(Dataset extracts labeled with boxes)
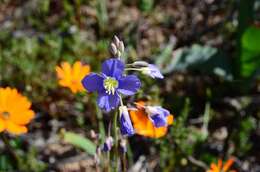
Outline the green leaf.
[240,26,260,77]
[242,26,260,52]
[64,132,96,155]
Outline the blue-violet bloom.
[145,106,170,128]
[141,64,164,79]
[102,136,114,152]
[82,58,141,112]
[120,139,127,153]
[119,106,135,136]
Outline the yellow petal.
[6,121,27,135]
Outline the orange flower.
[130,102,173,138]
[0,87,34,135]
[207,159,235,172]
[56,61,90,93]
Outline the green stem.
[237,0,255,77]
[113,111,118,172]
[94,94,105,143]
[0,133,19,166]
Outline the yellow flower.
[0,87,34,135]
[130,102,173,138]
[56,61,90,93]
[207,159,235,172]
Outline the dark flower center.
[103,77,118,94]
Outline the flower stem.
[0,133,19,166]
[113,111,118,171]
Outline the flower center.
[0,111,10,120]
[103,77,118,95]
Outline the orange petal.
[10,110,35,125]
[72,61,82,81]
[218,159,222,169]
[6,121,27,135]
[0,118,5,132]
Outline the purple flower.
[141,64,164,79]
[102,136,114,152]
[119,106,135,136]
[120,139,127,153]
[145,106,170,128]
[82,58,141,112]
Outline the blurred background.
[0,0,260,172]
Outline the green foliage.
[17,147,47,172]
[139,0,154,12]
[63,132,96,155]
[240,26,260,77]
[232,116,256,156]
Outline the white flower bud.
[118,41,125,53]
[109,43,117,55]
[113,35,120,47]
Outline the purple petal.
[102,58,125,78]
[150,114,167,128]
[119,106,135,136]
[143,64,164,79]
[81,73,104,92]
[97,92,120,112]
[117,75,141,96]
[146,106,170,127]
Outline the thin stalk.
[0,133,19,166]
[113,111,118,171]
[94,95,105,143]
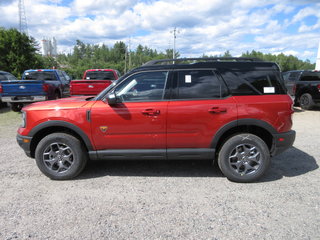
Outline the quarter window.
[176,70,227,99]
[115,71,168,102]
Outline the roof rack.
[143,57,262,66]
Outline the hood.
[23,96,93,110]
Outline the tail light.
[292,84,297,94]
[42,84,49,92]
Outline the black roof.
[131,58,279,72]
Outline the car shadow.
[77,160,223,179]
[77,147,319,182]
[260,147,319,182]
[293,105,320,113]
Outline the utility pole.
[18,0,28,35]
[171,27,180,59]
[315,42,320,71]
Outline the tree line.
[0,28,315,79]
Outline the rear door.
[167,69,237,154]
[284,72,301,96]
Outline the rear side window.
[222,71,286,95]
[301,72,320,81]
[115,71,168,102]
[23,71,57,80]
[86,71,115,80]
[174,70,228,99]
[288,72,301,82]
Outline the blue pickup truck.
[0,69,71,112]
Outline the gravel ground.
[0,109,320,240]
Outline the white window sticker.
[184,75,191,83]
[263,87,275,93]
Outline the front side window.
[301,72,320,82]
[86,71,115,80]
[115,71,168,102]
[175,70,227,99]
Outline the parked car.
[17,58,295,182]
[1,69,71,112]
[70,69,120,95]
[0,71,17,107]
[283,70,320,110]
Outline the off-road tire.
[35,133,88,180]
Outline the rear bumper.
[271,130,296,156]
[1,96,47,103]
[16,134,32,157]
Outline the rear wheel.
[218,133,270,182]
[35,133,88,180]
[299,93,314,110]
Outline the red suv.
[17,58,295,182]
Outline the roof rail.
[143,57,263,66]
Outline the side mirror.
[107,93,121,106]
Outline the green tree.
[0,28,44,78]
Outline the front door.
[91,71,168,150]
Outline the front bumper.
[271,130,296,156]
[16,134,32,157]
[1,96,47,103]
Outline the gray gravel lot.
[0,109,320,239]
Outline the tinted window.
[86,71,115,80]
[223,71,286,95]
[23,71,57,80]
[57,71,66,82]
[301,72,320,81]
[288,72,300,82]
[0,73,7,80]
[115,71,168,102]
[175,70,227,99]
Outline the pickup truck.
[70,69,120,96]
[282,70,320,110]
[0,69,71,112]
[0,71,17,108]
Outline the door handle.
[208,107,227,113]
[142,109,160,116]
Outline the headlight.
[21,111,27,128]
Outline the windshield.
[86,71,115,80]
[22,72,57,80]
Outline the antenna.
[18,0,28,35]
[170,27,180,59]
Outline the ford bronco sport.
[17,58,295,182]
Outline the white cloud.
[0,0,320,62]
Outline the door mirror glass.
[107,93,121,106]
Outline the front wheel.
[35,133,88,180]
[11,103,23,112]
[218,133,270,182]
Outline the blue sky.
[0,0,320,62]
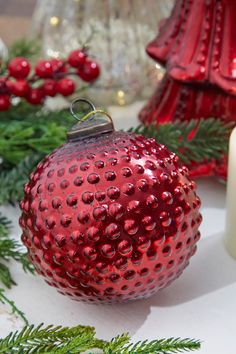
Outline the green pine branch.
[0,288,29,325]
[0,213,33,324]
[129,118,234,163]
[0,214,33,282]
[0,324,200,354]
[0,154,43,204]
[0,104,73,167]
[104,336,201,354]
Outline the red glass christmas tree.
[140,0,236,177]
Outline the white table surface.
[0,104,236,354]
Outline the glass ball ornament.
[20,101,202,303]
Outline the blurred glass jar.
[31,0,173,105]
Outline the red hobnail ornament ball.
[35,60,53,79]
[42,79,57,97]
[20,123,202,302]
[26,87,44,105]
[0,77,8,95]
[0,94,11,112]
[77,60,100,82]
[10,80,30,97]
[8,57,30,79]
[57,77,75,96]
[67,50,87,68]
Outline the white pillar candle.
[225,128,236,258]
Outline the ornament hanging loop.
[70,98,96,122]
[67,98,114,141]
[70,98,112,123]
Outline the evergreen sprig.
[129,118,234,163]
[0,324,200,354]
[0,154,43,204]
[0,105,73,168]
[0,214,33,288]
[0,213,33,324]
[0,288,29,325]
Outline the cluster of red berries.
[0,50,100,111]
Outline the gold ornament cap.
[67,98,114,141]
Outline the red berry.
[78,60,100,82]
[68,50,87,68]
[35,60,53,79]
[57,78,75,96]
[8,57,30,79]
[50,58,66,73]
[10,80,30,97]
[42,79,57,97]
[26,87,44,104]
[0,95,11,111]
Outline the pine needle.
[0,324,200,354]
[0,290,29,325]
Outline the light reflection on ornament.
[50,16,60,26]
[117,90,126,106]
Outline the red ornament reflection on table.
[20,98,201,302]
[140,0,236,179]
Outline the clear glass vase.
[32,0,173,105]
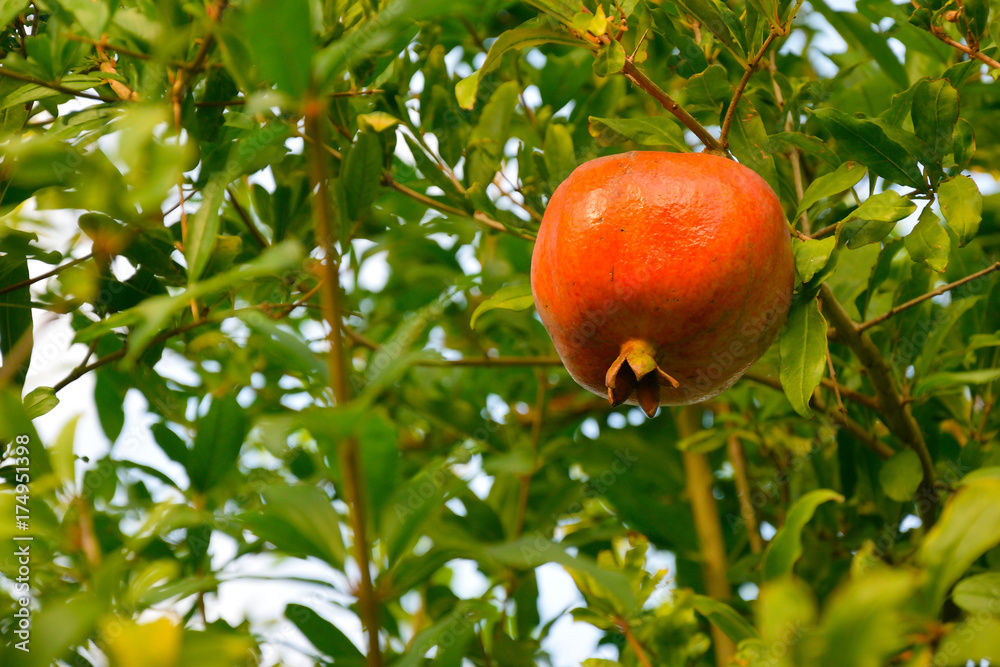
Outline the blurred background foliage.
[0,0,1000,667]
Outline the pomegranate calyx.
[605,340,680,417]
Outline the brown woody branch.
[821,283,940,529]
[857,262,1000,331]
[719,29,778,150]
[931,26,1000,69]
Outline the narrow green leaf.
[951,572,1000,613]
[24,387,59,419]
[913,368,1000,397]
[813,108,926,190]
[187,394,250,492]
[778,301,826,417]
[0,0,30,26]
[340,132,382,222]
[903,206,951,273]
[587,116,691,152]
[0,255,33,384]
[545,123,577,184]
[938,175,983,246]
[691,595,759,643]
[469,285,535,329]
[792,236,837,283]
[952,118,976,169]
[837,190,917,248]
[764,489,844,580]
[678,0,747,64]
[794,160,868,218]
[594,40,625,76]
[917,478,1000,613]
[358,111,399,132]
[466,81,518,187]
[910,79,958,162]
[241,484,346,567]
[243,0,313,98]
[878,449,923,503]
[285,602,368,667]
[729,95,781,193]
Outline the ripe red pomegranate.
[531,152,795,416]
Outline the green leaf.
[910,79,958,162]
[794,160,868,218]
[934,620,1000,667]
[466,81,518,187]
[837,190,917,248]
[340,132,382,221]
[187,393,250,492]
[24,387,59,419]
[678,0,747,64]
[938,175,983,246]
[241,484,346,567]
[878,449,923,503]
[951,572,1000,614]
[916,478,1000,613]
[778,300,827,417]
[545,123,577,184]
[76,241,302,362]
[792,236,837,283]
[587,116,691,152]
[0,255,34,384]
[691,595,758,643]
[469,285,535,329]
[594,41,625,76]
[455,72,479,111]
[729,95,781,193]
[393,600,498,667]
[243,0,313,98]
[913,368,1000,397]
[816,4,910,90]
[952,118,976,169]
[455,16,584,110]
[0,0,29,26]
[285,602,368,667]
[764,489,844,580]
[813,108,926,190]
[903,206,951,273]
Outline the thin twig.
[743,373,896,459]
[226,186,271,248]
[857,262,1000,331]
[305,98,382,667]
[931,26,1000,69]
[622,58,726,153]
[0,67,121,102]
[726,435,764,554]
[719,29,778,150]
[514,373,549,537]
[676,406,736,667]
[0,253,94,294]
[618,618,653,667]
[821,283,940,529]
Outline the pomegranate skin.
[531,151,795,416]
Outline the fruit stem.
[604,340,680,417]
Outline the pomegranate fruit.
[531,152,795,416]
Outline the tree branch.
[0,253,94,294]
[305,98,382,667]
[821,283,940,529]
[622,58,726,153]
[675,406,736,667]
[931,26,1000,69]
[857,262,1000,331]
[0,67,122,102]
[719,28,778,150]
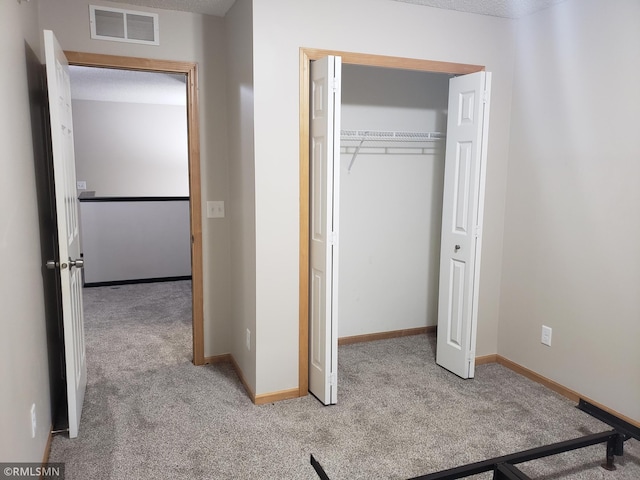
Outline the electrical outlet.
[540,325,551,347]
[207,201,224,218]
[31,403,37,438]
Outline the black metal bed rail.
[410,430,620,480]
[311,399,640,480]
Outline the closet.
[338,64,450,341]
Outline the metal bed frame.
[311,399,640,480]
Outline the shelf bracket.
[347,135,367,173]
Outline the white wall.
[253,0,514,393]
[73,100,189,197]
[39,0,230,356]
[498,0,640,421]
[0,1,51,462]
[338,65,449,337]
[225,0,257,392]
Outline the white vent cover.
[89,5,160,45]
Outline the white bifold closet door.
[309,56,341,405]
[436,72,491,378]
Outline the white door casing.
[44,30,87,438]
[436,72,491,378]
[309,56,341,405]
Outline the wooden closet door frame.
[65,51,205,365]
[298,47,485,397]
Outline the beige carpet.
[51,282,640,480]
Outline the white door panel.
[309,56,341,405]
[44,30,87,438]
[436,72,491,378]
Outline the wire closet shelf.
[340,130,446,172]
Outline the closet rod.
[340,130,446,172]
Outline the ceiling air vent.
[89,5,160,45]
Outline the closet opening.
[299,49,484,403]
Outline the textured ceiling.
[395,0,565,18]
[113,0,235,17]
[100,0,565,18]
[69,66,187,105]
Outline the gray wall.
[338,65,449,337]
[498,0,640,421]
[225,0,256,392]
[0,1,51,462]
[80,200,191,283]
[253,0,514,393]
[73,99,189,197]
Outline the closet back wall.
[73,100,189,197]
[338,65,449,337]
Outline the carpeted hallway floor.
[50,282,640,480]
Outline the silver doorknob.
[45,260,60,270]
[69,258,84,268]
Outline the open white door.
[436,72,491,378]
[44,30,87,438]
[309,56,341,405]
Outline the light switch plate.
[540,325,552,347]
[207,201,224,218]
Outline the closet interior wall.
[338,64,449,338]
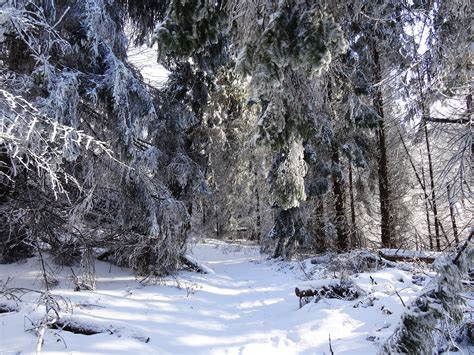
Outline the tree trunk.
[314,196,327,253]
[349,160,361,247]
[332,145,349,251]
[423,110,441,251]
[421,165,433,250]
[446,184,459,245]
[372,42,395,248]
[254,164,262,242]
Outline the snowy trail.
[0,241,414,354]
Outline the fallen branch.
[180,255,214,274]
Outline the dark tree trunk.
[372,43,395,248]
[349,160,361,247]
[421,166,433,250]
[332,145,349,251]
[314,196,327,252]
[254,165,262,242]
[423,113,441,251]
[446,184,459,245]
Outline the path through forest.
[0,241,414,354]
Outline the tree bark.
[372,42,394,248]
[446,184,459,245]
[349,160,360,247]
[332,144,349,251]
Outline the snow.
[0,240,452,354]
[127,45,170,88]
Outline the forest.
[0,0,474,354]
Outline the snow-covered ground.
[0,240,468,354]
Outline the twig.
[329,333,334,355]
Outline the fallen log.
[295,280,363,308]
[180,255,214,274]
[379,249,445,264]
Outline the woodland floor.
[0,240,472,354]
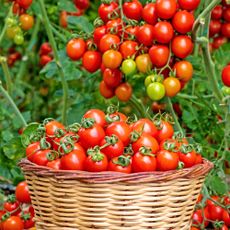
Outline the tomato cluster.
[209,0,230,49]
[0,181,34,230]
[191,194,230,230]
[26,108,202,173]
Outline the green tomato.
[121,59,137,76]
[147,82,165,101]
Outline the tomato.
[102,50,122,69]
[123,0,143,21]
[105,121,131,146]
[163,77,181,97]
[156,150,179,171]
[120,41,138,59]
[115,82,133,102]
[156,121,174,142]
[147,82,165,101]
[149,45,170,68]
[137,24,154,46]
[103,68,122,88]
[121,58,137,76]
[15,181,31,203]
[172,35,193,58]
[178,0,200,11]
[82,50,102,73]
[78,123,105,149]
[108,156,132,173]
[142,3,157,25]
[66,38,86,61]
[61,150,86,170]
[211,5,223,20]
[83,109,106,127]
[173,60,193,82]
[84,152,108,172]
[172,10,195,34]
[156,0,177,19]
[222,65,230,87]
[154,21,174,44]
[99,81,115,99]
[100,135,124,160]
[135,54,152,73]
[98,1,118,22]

Job
Copy out the lines from the line with "Outline the blurred background." to the line with "[263,87,275,93]", including both of those lines. Omit any pictures.

Response for this exercise
Outline the blurred background.
[0,0,260,172]
Outline the green foliage.
[17,147,47,172]
[139,0,154,12]
[63,132,96,155]
[240,26,260,77]
[232,116,256,156]
Outline the white flower bud.
[118,41,125,53]
[109,43,117,55]
[113,35,120,47]
Outline the purple petal.
[102,58,125,78]
[150,114,167,128]
[119,106,135,136]
[143,64,164,79]
[81,73,104,92]
[97,92,120,112]
[117,75,141,96]
[146,106,170,127]
Outline the thin stalk.
[0,133,19,166]
[113,111,118,171]
[94,95,105,143]
Outline the quarter window.
[176,70,227,99]
[115,71,168,102]
Outline the roof rack.
[143,57,262,66]
Outline the hood.
[23,96,93,110]
Outline the tail light.
[292,84,297,94]
[42,84,49,92]
Outline the black roof.
[131,58,279,72]
Outline the car shadow.
[77,160,223,179]
[77,147,319,182]
[260,147,319,182]
[293,105,320,113]
Outline the utility pole.
[18,0,28,35]
[171,27,180,59]
[315,42,320,71]
Outline the tree line.
[0,28,315,79]
Outline the rear door.
[167,69,237,154]
[284,72,301,96]
Outline the rear side window.
[222,71,286,95]
[301,72,320,81]
[115,71,168,102]
[23,71,57,80]
[86,71,115,80]
[174,70,228,99]
[288,72,301,82]
Outline the blue pickup truck.
[0,69,71,112]
Outline the gravel ground.
[0,109,320,240]
Outline the white window sticker.
[184,75,191,83]
[263,87,275,93]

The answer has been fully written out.